Songwriting as storytelling — how kids process experiences through original music
- Feb 14
- 3 min read
Updated: Feb 16
You know that feeling when something happens and you just can't find the right words? Maybe you're mad, or confused, or excited, or all three at once. For a lot of kids, that's when a song starts to show up—hummed in the shower, tapped out on a desk, or scribbled in the back of a notebook. Songwriting isn't really about making music. It's about taking all that messy stuff swirling around inside and giving it somewhere to go.
Kids are always dealing with new things. First day at a new school. Friendship drama. Parents fighting. Feeling invisible at lunch. That nervous-excited feeling before tryouts. All of it's intense, and sometimes the last thing you want to do is actually talk about it. But a song? You can hide what you're feeling in a metaphor. You can bury it in a chorus. You can let the melody say what you can't. It's like having a conversation with yourself that nobody else has to hear unless you want them to.
Here's what's cool about it: when you write a song, you're in charge. You decide how the story goes and what it means. For kids who feel like life is just happening to them all the time, that's huge. Writing a song about missing your best friend or being scared about something gives you control over that experience. You're not just going through it—you're making something out of it. And a lot of times, writing the song is how you figure out what you're actually feeling in the first place.
────
## TO-DO LIST
• a. Write out the passage on songwriting again, starting with "Kids are always" and going on through "want them to.", but replace "chorus" with "bridge".
• b. Carry on the passage on songwriting from its last sentence.
────
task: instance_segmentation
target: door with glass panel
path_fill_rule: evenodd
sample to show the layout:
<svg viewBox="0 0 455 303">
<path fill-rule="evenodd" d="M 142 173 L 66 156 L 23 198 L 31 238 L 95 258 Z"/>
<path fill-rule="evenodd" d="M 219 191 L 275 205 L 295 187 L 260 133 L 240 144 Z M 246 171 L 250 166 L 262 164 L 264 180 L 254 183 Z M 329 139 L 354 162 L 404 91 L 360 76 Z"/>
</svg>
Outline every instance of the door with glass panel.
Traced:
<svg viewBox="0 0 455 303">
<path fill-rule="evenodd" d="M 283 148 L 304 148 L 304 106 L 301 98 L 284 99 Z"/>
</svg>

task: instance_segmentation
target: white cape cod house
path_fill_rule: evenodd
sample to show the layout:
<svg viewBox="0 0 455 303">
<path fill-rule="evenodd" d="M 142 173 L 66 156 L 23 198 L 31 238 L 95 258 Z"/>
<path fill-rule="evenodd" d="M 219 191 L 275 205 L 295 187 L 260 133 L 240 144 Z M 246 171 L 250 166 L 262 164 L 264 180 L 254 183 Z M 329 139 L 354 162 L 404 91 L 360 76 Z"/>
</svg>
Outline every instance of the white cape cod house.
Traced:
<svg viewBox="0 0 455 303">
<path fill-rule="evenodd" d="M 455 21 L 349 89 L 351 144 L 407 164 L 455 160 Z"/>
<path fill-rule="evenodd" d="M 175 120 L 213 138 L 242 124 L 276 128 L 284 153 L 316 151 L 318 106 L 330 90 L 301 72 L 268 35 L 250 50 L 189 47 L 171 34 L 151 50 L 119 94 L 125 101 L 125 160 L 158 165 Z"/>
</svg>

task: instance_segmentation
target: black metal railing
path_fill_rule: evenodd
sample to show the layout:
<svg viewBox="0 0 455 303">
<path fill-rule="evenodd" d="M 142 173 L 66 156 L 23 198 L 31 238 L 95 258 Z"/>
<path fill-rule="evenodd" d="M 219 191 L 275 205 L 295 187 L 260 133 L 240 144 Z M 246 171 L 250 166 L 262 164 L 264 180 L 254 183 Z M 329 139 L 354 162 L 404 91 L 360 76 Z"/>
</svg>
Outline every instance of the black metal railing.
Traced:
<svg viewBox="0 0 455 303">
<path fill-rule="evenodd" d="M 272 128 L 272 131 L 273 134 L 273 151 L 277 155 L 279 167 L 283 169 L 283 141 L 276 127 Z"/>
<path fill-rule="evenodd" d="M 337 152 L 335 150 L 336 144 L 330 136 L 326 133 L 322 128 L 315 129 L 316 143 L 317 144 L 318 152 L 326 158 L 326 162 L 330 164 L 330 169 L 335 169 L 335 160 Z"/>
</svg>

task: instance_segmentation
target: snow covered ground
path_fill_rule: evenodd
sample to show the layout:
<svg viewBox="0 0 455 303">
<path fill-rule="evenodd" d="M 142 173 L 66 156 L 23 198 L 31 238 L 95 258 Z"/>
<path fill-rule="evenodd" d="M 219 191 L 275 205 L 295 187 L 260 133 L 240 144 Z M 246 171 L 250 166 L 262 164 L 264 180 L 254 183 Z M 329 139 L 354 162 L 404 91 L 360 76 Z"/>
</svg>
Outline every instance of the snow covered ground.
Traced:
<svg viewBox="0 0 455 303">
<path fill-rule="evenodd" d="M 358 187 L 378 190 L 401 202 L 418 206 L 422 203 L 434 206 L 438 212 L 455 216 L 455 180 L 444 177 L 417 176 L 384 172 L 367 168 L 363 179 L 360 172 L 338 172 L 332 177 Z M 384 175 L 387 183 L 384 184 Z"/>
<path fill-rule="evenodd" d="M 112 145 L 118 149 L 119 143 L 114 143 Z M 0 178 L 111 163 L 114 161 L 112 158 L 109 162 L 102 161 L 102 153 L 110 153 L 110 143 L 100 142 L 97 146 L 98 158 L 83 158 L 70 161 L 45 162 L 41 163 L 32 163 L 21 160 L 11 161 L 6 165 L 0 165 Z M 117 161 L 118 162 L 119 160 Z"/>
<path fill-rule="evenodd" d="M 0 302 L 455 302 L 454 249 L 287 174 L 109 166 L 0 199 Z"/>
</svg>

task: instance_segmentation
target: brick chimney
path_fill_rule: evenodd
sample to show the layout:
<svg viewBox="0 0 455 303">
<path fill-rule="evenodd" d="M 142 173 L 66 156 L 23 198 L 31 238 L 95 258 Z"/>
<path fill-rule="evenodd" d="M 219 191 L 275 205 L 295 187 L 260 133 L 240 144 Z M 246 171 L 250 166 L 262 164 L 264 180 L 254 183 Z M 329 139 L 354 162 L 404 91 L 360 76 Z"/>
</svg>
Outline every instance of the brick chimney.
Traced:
────
## ANSWERS FOR THIS EXERCISE
• a.
Kids are always dealing with new things. First day at a new school. Friendship drama. Parents fighting. Feeling invisible at lunch. That nervous-excited feeling before tryouts. All of it's intense, and sometimes the last thing you want to do is actually talk about it. But a song? You can hide what you're feeling in a metaphor. You can bury it in a bridge. You can let the melody say what you can't. It's like having a conversation with yourself that nobody else has to hear unless you want them to.

• b.
The best part? It doesn't have to be good. A little kid making up a song about their shoes is songwriting. A middle schooler freestyling over a beat on their phone is songwriting. It's not about creating some perfect track that gets a million streams. It's about the moment when you realize you took something that felt too big to handle and turned it into something you made. That's the power of it.
Every song tells a story, even if it's not obvious. When kids write songs, they're learning how to paint a picture with words, how to build up to something, how to make people feel what they're feeling. They don't even realize they're getting better at storytelling—they're just trying to capture a moment. But those skills show up everywhere: in essays, in how they talk about their day, in how they understand other people's stories.
Sometimes songwriting works because it gives you distance. You can write about something hard without being too direct about it. A kid whose parents are getting divorced might write about a tree losing its leaves. They're not spelling it out, but they're working through it. It's a way to problem-solve emotionally without feeling like you're putting yourself on display.
One thing I love about kids and songwriting is how they just go for it. Adults get stuck worrying about whether their lyrics are cheesy or if the chords are right. Kids don't care. They write songs about their dog, about pizza, about that embarrassing thing that happened at recess. They're not trying to impress anyone—they're just expressing what's real in the moment. And that's exactly why their songs hit so hard.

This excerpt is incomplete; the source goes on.